## Task to complete
Gather all lines from the material that contain the word "tree".

*** Begin section ***

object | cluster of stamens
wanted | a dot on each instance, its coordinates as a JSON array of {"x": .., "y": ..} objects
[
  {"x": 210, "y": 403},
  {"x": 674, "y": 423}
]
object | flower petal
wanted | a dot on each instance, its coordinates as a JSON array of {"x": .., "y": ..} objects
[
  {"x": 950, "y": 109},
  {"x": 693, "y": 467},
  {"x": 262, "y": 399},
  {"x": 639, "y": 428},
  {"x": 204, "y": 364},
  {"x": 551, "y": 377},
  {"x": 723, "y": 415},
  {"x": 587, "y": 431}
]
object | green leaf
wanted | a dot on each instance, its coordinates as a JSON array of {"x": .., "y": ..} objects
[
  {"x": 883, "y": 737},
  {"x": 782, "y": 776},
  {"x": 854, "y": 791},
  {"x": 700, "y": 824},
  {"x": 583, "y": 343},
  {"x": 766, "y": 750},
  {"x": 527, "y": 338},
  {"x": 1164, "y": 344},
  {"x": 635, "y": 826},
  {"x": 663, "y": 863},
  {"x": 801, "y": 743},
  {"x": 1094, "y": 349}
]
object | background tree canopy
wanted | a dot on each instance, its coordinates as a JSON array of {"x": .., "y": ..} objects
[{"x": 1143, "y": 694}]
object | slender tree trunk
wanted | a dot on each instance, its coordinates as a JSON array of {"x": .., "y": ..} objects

*** End section ***

## Solution to the problem
object | background tree canopy
object | slender tree trunk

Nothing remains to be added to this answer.